Stated exercise:
The records that follow need to be output exactly as they are.

Supplied entries:
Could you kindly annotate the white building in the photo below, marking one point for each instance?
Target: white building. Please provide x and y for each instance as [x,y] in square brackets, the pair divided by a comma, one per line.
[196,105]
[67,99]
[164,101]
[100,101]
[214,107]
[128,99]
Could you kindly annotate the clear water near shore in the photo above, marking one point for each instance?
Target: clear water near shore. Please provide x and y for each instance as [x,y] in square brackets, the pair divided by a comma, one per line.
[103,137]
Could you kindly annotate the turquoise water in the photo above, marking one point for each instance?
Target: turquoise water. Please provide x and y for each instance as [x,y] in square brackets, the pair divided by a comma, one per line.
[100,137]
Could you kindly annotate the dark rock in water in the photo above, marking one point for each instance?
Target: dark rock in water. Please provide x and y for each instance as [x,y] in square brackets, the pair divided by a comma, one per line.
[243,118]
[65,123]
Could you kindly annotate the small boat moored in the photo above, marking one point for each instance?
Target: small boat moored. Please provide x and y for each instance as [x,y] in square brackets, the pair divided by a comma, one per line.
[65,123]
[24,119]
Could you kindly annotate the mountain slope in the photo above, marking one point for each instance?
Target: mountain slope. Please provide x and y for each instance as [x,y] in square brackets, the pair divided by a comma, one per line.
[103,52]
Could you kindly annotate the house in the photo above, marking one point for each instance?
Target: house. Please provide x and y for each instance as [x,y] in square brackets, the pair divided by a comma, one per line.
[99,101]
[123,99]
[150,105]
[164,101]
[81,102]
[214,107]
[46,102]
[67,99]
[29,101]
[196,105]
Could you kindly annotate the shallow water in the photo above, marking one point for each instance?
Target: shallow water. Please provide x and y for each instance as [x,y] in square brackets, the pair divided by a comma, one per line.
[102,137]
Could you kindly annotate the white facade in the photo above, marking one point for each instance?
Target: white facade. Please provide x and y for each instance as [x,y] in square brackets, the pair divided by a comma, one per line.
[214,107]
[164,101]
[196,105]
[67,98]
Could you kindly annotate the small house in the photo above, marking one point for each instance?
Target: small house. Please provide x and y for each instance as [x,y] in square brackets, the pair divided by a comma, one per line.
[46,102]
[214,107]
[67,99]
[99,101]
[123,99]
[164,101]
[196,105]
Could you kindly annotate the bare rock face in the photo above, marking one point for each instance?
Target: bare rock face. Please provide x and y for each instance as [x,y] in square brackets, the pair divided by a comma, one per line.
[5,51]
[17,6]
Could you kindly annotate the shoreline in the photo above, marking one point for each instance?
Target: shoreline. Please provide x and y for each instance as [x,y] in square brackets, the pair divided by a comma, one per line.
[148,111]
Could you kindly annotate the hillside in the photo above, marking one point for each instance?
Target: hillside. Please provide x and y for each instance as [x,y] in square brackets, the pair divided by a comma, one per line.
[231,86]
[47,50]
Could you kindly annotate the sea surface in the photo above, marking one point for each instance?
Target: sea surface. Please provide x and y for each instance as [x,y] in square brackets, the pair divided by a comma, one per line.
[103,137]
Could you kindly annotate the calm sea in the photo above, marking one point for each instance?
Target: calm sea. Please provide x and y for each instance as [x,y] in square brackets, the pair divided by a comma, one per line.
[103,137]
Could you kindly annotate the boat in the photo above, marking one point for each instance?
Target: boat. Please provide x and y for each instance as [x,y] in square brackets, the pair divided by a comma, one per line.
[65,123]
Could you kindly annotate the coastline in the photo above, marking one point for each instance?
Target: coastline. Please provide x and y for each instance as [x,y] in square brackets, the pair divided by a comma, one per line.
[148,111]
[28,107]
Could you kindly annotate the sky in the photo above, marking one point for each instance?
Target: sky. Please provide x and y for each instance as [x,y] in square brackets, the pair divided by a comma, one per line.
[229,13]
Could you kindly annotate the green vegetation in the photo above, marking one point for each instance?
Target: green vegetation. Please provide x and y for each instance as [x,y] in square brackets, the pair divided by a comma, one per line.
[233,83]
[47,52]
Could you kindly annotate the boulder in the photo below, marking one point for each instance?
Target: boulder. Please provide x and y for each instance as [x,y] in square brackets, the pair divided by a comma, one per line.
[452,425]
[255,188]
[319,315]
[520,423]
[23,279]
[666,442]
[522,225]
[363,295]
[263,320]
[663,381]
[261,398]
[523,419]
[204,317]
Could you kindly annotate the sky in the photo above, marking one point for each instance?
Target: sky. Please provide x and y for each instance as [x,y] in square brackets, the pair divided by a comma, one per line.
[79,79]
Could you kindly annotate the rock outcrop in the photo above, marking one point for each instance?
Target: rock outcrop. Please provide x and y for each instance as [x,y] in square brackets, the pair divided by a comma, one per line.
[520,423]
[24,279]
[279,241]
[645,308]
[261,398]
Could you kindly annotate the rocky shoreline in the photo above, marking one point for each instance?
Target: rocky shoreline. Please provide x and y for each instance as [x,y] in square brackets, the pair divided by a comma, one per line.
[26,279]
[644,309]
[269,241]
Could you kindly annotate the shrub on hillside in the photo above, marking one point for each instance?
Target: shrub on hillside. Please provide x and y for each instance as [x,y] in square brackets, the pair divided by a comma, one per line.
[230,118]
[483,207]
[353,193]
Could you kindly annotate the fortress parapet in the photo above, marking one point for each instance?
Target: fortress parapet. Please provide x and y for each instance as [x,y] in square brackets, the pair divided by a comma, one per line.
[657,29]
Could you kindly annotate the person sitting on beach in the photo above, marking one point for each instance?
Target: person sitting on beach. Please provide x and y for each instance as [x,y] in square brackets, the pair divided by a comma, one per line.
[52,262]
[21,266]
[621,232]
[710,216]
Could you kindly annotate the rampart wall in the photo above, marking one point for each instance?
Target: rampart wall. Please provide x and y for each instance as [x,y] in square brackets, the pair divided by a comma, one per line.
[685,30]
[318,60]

Result of the task:
Could you kindly annotate the white building in the photo below, marking one point for each instance?
Target: white building. Please provide x and y for each instance as [x,y] in square brackets, the pair divided by a comma, one per line.
[196,105]
[67,99]
[164,101]
[100,101]
[214,107]
[128,99]
Could you kindly annotate the clear water near shore in the photo above, marking one point for each instance?
Target: clear water near shore. Please provide x and y for each instance as [x,y] in square brackets, the pair divided by a comma, one per line.
[103,137]
Could you kindly annotate the turquoise water in the photo above, marking one point for each instance?
Target: turquoise water. Please provide x and y for each instance as [x,y] in square brackets, the pair divided by a comma, one per line.
[100,137]
Could you kindly annotate the dark rock in water in the photo above, marking one point for each instance?
Target: dark rock in water. Please provide x and y for each instance as [x,y] in square brackets, the pair divided by a comma, one per line.
[243,118]
[65,123]
Could you kindly annotate the small boat moored in the photo above, marking one point for each instance?
Target: small boat moored. Please provide x and y for each instance as [x,y] in square brackets, the pair divided by a comma, one per line.
[65,123]
[24,119]
Could you kindly annotate the mountain slope in the photo above, marking one point for each instance?
Target: mountain slope. Please provide x and y for each instance as [x,y] in square brackets, the pair divided by a comma, one per line.
[103,52]
Could you kindly annotate the house in the photo above, marking one point for each instance?
Target: house. Please provide x and y for each instance as [x,y] in square brackets, the pair divided by a comma, one per line.
[99,101]
[123,99]
[150,105]
[164,101]
[81,102]
[214,107]
[46,102]
[67,99]
[29,101]
[196,105]
Could you kindly annotate the shallow water in the photo above, marking one point for each instance?
Target: shallow water. Please provide x and y for each instance as [x,y] in square brackets, the pair divided by a comma, one per line.
[102,137]
Could you kindly annotate the white facade in the photo above, marking one point for each instance?
Target: white facade. Please provide x and y for each instance as [x,y] in square brackets, the pair divided by a comma, one per line.
[214,107]
[164,101]
[196,105]
[67,98]
Could you kindly annotate the small house in the photo above, marking one point for each instance?
Target: small house. Please provide x and y for each instance as [x,y] in square brackets, the pair divided by a comma, one per line.
[46,102]
[214,107]
[67,99]
[99,101]
[123,99]
[164,101]
[196,105]
Could you kindly annotate the bare rock face in the photo above, marking one point for each instance?
Target: bare rock face. Please provide x and y for each instance as [x,y] in square brackets, the pair divided by a comma, one per line.
[5,51]
[17,6]
Could you kindly annotate the shoreline in the photo above, marking one point for each instance?
Target: shoreline. Please provide x and y for each instance as [x,y] in square brackets, the pair divided by a comma, one per line.
[148,111]
Could you kindly annotate the hillside in the photo above, marking one point for each instance?
Target: hillside. Please provide x and y for each instance as [x,y] in square brackets, the pair divided by a comma, one per line.
[231,86]
[47,50]
Could you kindly annotate the sea surface in the photo above, marking one point for each instance?
Target: sea surface. Please provide x and y for each instance as [x,y] in square brackets, the pair divided by a comma, one per line.
[103,137]
Could you kindly annotate the calm sea in the photo above, marking one point for each instance?
Target: calm sea. Please provide x and y for each instance as [x,y] in square brackets, the pair divided by a comma, one per line.
[103,137]
Could you kindly annotate the boat in the photo above, marking one point for each instance?
Target: boat. Please provide x and y for each instance as [x,y] in square brackets, the pair divided by a comma, one per line.
[65,123]
Could you kindly annotate the coastline in the photo above, marking one point for each instance?
Target: coastline. Please provide x and y for each instance as [x,y] in square brackets, the pair divided by a comma, one per line.
[148,111]
[28,107]
Could you kindly annotate the sky in the photo above, marking one point for each instance?
Target: sky. Please provide x and y for each instance as [x,y] in square brackets, the pair divided by a comma, one per line.
[229,13]
Could you kindly annotate the green vegetation in the photo above, marking one point for each instance?
Target: green vegetation. Please provide x and y for each instance as [x,y] in square brackets, the pair divided by a comma, one per line.
[233,83]
[47,52]
Could you kindly annotate the boulder in the photo below, marking one point for each instance?
Target: boulder. Please provide x and y for each instance as [x,y] in square brackets, the pair divided by a comma, one per line.
[452,425]
[255,188]
[319,315]
[520,423]
[23,279]
[666,442]
[522,225]
[363,295]
[263,320]
[663,381]
[261,398]
[523,419]
[204,317]
Could you kindly annotate the sky in the photo above, marking one point for each instance?
Target: sky. Please provide x and y for each instance as [x,y] in square brackets, the pair divided by a comma, one per line.
[79,79]
Could you kindly annotate the rock outcrop in the photo above, marking one point for each instance?
Target: rock outcrop. Please provide x and y for each instance as [x,y] in square brackets, the pair divided by a comma, one per line.
[520,423]
[24,279]
[279,241]
[645,308]
[261,398]
Could you kindly annotate the rocky shoreline in the photo above, marking one point for each instance?
Target: rocky shoreline. Please provide x and y for each instance as [x,y] in square brackets, the pair divided by a comma, one per line.
[26,279]
[644,309]
[269,241]
Could you kindly annotate the shrub on hillside in the photo above, marking one point for each instance?
Target: shrub on hillside. Please provide x and y for each instance as [x,y] in square brackets, the pair divided by a comma, one per line.
[230,118]
[483,207]
[353,193]
Could you kindly annotate the fortress parapet in the photo above, marking one point for each instance?
Target: fortress parapet. Please provide x and y for each instance as [x,y] in square brackets, the pair divided by a comma, one per line.
[657,29]
Could you kindly annotate the person sitting on beach in the photo above, marking one point for each instance?
Target: person sitting on beach. Please provide x and y for each instance as [x,y] in square brackets, the pair divided by a comma, one per line.
[52,262]
[21,266]
[621,232]
[710,216]
Could you kindly annotate the rampart wall in the photo above, marking one point for each instance?
Target: rampart wall. Please provide x and y for each instance as [x,y] in square brackets, the pair divided by a comma, one per line.
[685,30]
[318,60]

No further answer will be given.